#### [Activity]
Answer these questions using the passage about Connecticut charter schools below.
(a) How many people gathered on the New Haven Green for the December 2014 rally?
(b) In what year was Connecticut's charter law established?
(c) Which plant do Akieli Zidbeck and Brian Chantre picture hanging off their skyscraper?

In December 2014, six thousand people clad in neon shirts that read “For Every Child” flooded the New Haven Green. The rally, emceed by Ben Cruse, the principal of a Hartford Achievement First school, was organized by ConnCAN, a pro-charter lobbying organization. Speakers urged the state to help the forty thousand students “trapped” in its “failing schools.” The rally kicked off an ad campaign by Families for Excellent Schools (FES), a New York-based pro-charter lobbying organization that shut down in February. In one commercial, a series of students stare into the camera, praising their schools, before the screen cuts to black. “Forty thousand Connecticut students would answer very differently,” the narrator reads, “trapped in schools where they don’t learn to read, write, or do math at grade level.” The ad cuts to a shot of a girl holding her mother’s hand, staring nervously up at the camera behind a set of iron bars.
The rally and ensuing campaign stoked fears among traditional public school advocates that charter school networks like Achievement First, with the backing of groups like ConnCAN, sought to create an alternative school system that would drive public schools out of existence. Today, Achievement First administrators deny this intent. “In my ideal world, we would be hand-in-hand with traditional public schools,” said Barker, the Chief External Officer, noting Achievement First’s open source curriculum and its incubator program for aspiring public school administrators as two efforts to collaborate outside of the organization’s network. “There’s a ton of myths getting in the way of our partnership, thinking that we are here as a threat when we’re just here to serve communities that have been historically underserved.”
But to Waxenberg, charter school networks like Achievement First, with dozens of schools across the Northeast, have fundamentally deviated from the intent of the original Connecticut charter school law he helped write. “We wanted to create what we called ‘incubators of innovation,’” he said. “It was really to create a laboratory … within the public school structure to use to help reform public education across the state.” He feels that charter management organizations like Achievement First compete with traditional public schools in Connecticut, and have shared their ideas only after forceful prodding.
After Connecticut’s charter law was established in 1997, a dozen charter schools opened their doors across the state. One of those, Common Ground High School, still runs in New Haven today. Unlike Amistad, which is part of the Achievement First network, it’s an independent, standalone school. And while it, too, challenges established models of learning, it’s pushing students in a very different direction: outdoors, and into their community.
C. An Uncommon Curriculum
Akieli Zidbeck and Brian Chantre are designing a skyscraper. They envision a towering white structure with countless Chlorophytum comosa, or spider plants, hanging off, their long, thin leaves sticking out every which way. Passersby will be able to pluck a plant right off and take it with them. “Then,” Zidbeck explains, “the whole world will know the benefit of spider plants.”

Dataset entries:
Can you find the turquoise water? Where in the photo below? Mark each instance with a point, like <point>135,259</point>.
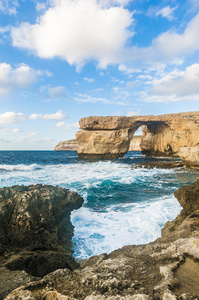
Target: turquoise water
<point>122,204</point>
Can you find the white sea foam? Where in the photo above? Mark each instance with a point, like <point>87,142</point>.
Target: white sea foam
<point>87,174</point>
<point>117,224</point>
<point>125,224</point>
<point>19,167</point>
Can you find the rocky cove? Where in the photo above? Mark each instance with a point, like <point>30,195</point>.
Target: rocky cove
<point>36,232</point>
<point>37,261</point>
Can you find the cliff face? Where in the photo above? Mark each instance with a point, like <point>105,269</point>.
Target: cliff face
<point>35,233</point>
<point>135,143</point>
<point>70,145</point>
<point>162,135</point>
<point>166,269</point>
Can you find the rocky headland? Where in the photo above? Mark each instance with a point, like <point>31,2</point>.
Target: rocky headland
<point>70,145</point>
<point>166,269</point>
<point>35,233</point>
<point>164,135</point>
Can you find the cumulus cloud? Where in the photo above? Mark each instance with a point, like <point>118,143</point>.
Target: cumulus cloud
<point>22,76</point>
<point>11,118</point>
<point>176,86</point>
<point>89,98</point>
<point>9,6</point>
<point>58,116</point>
<point>56,93</point>
<point>90,80</point>
<point>166,12</point>
<point>132,113</point>
<point>67,126</point>
<point>128,70</point>
<point>77,31</point>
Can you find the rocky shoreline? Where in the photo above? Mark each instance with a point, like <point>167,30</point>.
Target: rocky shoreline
<point>165,269</point>
<point>35,233</point>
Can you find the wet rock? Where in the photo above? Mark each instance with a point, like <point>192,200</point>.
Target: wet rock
<point>156,271</point>
<point>35,233</point>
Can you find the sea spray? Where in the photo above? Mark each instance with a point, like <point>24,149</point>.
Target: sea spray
<point>122,204</point>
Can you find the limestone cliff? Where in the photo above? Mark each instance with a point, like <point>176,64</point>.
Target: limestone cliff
<point>166,269</point>
<point>162,135</point>
<point>135,143</point>
<point>70,145</point>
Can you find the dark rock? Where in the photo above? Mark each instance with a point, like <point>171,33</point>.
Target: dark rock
<point>37,217</point>
<point>35,233</point>
<point>165,269</point>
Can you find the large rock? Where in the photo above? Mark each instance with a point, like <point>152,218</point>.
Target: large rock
<point>190,156</point>
<point>165,269</point>
<point>70,145</point>
<point>135,143</point>
<point>37,216</point>
<point>162,135</point>
<point>35,233</point>
<point>100,143</point>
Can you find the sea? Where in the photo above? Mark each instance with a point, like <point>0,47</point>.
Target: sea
<point>124,203</point>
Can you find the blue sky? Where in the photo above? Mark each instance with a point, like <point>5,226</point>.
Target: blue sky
<point>61,60</point>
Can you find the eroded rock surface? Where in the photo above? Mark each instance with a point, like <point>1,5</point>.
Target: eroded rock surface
<point>134,272</point>
<point>162,135</point>
<point>135,144</point>
<point>70,145</point>
<point>35,232</point>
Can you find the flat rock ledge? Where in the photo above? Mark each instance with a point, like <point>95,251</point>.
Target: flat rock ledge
<point>35,233</point>
<point>166,269</point>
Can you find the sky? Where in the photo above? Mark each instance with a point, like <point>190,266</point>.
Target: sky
<point>61,60</point>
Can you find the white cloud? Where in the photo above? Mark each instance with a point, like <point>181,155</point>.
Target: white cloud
<point>58,116</point>
<point>176,86</point>
<point>9,6</point>
<point>41,6</point>
<point>166,12</point>
<point>11,118</point>
<point>22,76</point>
<point>90,80</point>
<point>67,126</point>
<point>91,99</point>
<point>77,31</point>
<point>128,70</point>
<point>132,113</point>
<point>16,130</point>
<point>56,93</point>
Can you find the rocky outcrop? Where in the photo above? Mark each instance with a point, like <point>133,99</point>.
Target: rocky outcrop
<point>162,135</point>
<point>70,145</point>
<point>35,232</point>
<point>165,269</point>
<point>190,156</point>
<point>135,143</point>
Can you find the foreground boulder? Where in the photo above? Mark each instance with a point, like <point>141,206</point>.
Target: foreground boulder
<point>35,232</point>
<point>166,269</point>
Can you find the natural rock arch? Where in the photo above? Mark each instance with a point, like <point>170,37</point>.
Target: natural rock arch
<point>164,135</point>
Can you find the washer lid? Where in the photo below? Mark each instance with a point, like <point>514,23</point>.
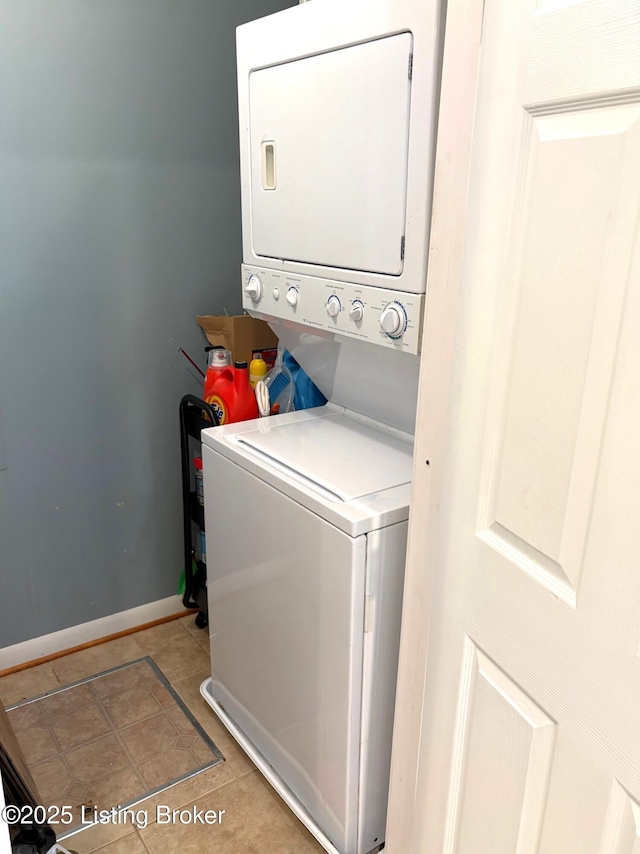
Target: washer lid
<point>339,453</point>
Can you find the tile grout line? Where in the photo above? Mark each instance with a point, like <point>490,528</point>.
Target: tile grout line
<point>120,741</point>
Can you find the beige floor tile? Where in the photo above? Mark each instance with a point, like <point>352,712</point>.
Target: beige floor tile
<point>25,717</point>
<point>52,779</point>
<point>189,624</point>
<point>67,701</point>
<point>118,789</point>
<point>168,766</point>
<point>189,691</point>
<point>204,641</point>
<point>160,637</point>
<point>181,658</point>
<point>37,744</point>
<point>127,845</point>
<point>131,706</point>
<point>97,760</point>
<point>96,836</point>
<point>79,727</point>
<point>88,662</point>
<point>255,821</point>
<point>28,683</point>
<point>147,738</point>
<point>114,683</point>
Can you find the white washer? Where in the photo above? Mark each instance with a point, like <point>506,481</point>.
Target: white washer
<point>306,518</point>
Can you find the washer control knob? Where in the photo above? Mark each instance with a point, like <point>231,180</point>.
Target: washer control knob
<point>357,311</point>
<point>393,319</point>
<point>253,288</point>
<point>333,306</point>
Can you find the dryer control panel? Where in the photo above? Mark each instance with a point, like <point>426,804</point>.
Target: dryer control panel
<point>381,316</point>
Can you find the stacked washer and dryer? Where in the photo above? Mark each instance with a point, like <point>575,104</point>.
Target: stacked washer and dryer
<point>306,512</point>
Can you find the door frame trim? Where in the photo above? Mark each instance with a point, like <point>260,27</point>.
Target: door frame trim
<point>463,36</point>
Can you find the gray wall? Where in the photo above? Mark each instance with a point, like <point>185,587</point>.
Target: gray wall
<point>119,221</point>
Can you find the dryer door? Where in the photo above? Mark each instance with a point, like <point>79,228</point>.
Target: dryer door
<point>329,153</point>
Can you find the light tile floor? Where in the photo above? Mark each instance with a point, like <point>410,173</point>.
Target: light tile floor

#### [Reply to the exercise]
(a) Six thousand people.
(b) 1997.
(c) Spider plants (Chlorophytum comosa).